**Stated exercise A**: Reproduce the American Lorain filing cover from the words "American Lorain Corporation - Form" through the words "(Amendment No. 2)", changing "Amendment No. 2" to "Amendment No. 3".
**Stated exercise B**: Write the next part of the American Lorain Form 10-K/A cover page, picking up after its final line.

**Page excerpt**:
American Lorain Corporation - Form 10-K/A - Filed by newsfilecorp.com

UNITED STATES
SECURITIES AND EXCHANGE COMMISSION
Washington, D.C. 20549

FORM 10-K/A
(Amendment No. 2)

[X]  ANNUAL REPORT PURSUANT TO SECTION 13 OR 15(d) OF THE SECURITIES EXCHANGE ACT OF 1934

For the fiscal year ended: December 31, 2008

[  ]  TRANSITION REPORT PURSUANT TO SECTION 13 or 15(d) OF THE SECURITIES EXCHANGE ACT OF 1934

For the transition period from __________ to ____________

Commission File Number: 000-50883

AMERICAN LORAIN CORPORATION
(Exact name of registrant as specified in its charter)

Delaware 87-0430320
(State or other jurisdiction of incorporation or organization) (I.R.S. Employer Identification Number)

Beihuan Zhong Road
Junan County
Shandong, People’s Republic of China, 276600

(Address of principal executive office and zip code)

(86) 539-7318818
(Registrant’s telephone number, including area code)

(Former name, former address and former fiscal year, if changed since last report)

Securities registered pursuant to Section 12(b) of the Act: None

Securities registered pursuant to Section 12(g) of the Act: Common Stock, par value $0.001 per share

Indicate by check mark if the registrant is a well-known seasoned issuer, as defined in Rule 405 of the Securities Act.

Yes [  ]   No [X]

Indicate by check mark if the registrant is not required to file reports pursuant to Section 13 or Section 15(d) of the Act.

**Recorded information**:
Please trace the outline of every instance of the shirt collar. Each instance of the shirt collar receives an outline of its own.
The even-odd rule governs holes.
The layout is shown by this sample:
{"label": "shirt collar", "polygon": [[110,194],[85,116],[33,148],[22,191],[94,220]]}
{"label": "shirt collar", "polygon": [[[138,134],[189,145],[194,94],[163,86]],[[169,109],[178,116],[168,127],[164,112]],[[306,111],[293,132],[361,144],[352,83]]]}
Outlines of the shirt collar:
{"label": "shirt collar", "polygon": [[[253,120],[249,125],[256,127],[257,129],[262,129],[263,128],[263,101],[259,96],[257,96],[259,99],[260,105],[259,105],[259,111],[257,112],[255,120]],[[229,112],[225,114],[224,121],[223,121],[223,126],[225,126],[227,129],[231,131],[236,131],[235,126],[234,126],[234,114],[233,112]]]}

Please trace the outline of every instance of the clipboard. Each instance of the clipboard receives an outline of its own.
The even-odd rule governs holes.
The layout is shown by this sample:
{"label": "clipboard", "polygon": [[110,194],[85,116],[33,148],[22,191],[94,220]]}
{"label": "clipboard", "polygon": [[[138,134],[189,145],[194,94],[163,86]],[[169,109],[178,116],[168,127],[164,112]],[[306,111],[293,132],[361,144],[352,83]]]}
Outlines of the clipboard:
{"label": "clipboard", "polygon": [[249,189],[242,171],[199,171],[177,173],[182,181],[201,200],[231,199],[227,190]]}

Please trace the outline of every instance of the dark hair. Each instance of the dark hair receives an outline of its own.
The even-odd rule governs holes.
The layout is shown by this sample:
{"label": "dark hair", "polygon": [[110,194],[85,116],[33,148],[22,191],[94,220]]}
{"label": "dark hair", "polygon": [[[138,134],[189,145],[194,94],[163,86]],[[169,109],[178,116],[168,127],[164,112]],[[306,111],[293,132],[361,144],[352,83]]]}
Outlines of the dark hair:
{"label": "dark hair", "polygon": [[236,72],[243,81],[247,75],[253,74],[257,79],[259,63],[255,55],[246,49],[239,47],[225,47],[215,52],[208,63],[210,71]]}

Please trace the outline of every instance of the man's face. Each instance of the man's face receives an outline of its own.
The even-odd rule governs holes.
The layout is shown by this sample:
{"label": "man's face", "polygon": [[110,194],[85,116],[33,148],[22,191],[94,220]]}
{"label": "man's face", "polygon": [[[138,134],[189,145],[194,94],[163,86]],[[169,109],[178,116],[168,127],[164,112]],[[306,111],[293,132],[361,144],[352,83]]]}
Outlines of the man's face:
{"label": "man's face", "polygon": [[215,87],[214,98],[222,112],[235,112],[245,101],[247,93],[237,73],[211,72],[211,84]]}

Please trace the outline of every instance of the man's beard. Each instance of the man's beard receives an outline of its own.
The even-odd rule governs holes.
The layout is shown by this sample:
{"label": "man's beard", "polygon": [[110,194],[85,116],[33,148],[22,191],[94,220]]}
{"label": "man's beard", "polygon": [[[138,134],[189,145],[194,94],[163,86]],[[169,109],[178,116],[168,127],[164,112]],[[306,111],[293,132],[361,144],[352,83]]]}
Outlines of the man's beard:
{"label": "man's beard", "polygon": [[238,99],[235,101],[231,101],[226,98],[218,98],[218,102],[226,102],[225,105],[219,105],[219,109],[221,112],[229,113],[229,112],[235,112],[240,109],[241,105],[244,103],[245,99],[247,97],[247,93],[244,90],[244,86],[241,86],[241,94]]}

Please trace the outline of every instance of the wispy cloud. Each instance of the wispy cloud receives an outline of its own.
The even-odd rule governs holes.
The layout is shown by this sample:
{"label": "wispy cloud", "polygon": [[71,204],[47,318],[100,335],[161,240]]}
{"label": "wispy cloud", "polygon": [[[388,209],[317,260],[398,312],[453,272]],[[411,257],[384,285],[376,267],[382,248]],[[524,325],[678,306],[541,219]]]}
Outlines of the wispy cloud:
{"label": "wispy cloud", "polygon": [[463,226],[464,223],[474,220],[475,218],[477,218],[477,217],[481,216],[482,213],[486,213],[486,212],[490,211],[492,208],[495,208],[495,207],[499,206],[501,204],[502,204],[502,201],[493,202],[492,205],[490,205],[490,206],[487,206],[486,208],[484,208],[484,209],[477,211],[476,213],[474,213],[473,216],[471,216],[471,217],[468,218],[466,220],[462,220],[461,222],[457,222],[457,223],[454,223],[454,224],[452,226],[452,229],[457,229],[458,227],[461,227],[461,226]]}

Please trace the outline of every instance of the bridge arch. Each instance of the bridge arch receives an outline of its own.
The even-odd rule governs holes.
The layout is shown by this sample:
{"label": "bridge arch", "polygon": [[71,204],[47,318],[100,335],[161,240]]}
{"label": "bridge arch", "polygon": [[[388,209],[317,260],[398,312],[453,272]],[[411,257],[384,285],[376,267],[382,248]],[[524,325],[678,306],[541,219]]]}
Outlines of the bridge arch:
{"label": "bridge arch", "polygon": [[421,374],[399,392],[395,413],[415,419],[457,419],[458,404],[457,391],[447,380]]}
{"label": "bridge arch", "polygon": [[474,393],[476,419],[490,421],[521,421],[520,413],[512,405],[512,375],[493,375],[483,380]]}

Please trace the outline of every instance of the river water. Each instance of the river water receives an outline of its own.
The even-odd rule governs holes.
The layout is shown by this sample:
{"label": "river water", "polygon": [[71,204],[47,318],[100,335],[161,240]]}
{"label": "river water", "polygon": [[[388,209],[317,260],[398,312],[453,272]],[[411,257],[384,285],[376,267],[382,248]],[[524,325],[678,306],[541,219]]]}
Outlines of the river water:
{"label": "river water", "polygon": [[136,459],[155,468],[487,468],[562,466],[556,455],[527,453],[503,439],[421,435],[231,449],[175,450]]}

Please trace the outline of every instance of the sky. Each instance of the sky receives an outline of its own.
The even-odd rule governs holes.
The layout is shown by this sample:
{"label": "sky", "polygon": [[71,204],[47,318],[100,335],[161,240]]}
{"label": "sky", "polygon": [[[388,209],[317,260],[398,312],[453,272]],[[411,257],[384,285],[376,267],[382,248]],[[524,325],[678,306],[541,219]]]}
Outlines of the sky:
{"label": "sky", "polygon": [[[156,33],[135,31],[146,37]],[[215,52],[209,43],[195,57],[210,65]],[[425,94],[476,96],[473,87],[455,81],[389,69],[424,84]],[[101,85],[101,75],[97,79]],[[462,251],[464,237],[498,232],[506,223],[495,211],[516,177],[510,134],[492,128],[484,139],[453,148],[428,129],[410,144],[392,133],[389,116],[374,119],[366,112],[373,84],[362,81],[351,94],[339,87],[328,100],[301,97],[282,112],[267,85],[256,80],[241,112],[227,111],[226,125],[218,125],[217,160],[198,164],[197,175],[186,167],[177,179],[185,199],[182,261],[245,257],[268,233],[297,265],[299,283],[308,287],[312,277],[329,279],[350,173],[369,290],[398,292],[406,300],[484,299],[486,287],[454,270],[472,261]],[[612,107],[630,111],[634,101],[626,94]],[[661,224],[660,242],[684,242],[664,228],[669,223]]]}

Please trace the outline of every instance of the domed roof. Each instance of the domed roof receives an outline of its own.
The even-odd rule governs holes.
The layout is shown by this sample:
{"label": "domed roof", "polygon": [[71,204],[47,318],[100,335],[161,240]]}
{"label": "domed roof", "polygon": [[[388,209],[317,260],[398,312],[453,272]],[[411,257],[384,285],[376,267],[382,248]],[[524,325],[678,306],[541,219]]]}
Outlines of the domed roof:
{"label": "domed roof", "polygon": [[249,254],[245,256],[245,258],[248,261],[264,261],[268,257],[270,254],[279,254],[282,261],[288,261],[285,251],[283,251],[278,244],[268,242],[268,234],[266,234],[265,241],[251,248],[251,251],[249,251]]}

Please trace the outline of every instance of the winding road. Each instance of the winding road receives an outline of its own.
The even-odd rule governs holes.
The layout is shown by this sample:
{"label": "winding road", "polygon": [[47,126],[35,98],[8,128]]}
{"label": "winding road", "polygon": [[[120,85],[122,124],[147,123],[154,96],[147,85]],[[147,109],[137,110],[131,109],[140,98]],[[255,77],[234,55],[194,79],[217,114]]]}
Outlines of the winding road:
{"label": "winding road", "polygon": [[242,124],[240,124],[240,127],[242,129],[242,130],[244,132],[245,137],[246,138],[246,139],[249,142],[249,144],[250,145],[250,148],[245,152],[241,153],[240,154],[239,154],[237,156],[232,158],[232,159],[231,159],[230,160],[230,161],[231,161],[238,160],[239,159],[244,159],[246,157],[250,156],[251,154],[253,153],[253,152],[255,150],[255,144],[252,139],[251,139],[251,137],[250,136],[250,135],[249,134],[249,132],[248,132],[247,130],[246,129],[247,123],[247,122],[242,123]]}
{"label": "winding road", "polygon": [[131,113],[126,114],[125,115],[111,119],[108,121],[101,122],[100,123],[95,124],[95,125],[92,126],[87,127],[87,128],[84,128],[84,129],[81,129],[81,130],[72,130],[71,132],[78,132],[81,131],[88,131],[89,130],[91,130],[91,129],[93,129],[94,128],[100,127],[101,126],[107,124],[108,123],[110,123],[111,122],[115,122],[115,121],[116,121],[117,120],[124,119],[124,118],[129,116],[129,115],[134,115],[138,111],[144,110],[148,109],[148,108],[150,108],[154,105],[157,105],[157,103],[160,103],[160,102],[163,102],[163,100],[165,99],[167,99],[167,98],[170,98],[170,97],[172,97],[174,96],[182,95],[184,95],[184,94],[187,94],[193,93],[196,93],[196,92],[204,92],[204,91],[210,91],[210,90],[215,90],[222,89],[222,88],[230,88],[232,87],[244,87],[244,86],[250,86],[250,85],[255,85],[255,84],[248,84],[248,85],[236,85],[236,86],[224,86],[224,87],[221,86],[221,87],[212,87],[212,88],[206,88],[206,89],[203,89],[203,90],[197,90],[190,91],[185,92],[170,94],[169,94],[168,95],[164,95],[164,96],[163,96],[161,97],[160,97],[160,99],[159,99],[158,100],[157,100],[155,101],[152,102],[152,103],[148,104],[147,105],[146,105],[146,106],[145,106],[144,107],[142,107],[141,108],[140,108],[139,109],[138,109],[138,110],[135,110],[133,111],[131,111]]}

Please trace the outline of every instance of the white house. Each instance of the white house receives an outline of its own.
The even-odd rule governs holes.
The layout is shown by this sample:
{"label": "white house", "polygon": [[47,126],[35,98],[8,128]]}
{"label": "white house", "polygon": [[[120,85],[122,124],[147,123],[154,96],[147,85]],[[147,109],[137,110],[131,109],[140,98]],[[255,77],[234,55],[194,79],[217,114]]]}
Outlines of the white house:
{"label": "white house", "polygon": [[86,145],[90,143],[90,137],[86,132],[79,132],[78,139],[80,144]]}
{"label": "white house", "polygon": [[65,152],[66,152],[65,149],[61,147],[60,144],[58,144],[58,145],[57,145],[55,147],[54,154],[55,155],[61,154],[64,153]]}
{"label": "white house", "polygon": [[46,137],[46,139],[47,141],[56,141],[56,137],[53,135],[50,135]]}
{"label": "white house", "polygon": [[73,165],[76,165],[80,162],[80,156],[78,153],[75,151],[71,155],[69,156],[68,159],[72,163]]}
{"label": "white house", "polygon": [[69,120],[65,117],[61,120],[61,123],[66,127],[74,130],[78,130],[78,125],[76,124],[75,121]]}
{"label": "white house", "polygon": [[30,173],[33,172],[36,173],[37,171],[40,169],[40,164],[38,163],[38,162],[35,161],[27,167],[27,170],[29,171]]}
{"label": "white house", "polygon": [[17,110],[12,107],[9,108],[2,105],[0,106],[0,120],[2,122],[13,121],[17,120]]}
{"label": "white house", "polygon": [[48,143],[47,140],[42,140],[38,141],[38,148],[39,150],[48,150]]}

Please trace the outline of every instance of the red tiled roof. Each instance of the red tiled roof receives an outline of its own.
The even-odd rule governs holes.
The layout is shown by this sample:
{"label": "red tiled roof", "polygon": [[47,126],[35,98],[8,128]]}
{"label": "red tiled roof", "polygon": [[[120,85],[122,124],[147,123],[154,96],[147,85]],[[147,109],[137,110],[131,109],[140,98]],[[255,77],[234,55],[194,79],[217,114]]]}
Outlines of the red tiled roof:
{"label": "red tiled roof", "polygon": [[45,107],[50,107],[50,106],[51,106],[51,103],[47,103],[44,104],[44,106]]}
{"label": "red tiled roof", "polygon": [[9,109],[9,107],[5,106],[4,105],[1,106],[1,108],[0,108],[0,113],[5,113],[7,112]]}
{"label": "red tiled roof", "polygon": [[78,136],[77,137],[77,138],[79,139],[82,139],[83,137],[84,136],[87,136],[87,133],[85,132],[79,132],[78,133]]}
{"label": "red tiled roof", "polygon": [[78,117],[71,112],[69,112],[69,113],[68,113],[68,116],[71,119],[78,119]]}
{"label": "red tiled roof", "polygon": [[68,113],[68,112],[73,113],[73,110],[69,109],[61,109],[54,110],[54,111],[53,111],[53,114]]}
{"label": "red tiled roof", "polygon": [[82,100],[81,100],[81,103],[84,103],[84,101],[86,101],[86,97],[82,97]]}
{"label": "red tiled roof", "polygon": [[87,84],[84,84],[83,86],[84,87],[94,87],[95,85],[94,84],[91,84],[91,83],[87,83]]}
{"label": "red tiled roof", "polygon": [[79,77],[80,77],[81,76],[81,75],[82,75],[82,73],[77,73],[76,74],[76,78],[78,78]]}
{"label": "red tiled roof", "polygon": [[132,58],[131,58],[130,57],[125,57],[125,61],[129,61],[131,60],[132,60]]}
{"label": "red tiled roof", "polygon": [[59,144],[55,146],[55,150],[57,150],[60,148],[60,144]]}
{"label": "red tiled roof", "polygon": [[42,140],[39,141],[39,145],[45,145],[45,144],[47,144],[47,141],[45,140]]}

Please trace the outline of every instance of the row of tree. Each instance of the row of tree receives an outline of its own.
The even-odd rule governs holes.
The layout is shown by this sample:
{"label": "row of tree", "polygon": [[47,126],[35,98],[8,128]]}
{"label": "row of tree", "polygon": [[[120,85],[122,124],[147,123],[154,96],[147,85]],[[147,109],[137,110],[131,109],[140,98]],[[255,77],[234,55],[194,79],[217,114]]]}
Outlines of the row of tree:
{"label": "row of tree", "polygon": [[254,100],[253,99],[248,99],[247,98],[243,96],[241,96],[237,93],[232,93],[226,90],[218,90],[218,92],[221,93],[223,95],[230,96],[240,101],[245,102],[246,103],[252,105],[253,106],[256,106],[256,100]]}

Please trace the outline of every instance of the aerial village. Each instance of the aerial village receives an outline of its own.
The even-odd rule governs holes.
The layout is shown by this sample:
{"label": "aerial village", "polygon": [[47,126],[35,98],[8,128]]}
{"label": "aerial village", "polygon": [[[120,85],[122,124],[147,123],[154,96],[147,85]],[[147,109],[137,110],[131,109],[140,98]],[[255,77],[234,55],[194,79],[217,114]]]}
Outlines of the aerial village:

**Written response A**:
American Lorain Corporation - Form 10-K/A - Filed by newsfilecorp.com

UNITED STATES
SECURITIES AND EXCHANGE COMMISSION
Washington, D.C. 20549

FORM 10-K/A
(Amendment No. 3)

**Written response B**:
Yes [  ]   No [X]


Indicate by check mark whether the registrant (1) has filed all reports required to be filed by Section 13 or 15(d) of the Securities Exchange Act of 1934 during the preceding 12 months (or for such shorter period that the registrant was required to file such reports), and (2) has been subject to such filing requirements for the past 90 days.

Yes [X]  No [  ]

Indicate by check mark if disclosure of delinquent filers pursuant to Item 405 of Regulation S-K is not contained herein, and will not be contained, to the best of registrant’s knowledge, in definitive proxy or information statements incorporated by reference in Part III of this Form 10-K or any amendment to this Form 10-K. [X]

Indicate by check mark whether the registrant is a large accelerated filer, an accelerated filer, a non-accelerated filer, or a smaller reporting company. See the definitions of "large accelerated filer," "accelerated filer" and "smaller reporting company" in Rule 12b-2 of the Exchange Act. (Check one):

Large accelerated filer [  ] Accelerated filer [  ] Non-accelerated filer [  ] Smaller reporting company [X]

Indicate by check mark whether the registrant is a shell company (as defined in Rule 12b-2 of the Act).

Yes [  ]   No [X]

The number of shares and aggregate market value of common stock held by non-affiliates as of the last business day of the registrant’s most recently completed second fiscal quarter were 8,627,549 and $28,039,534.25, respectively.

There were 25,177,640 shares of common stock outstanding as of April 9, 2009.

DOCUMENTS INCORPORATED BY REFERENCE:

Information required by Part III will either be included in the registrant’s definitive information statement filed with the Securities and Exchange Commission or filed as an amendment to this Form 10-K no later than 120 days after the end of the registrant’s fiscal year, to the extent required by the Securities Exchange Act of 1934, as amended.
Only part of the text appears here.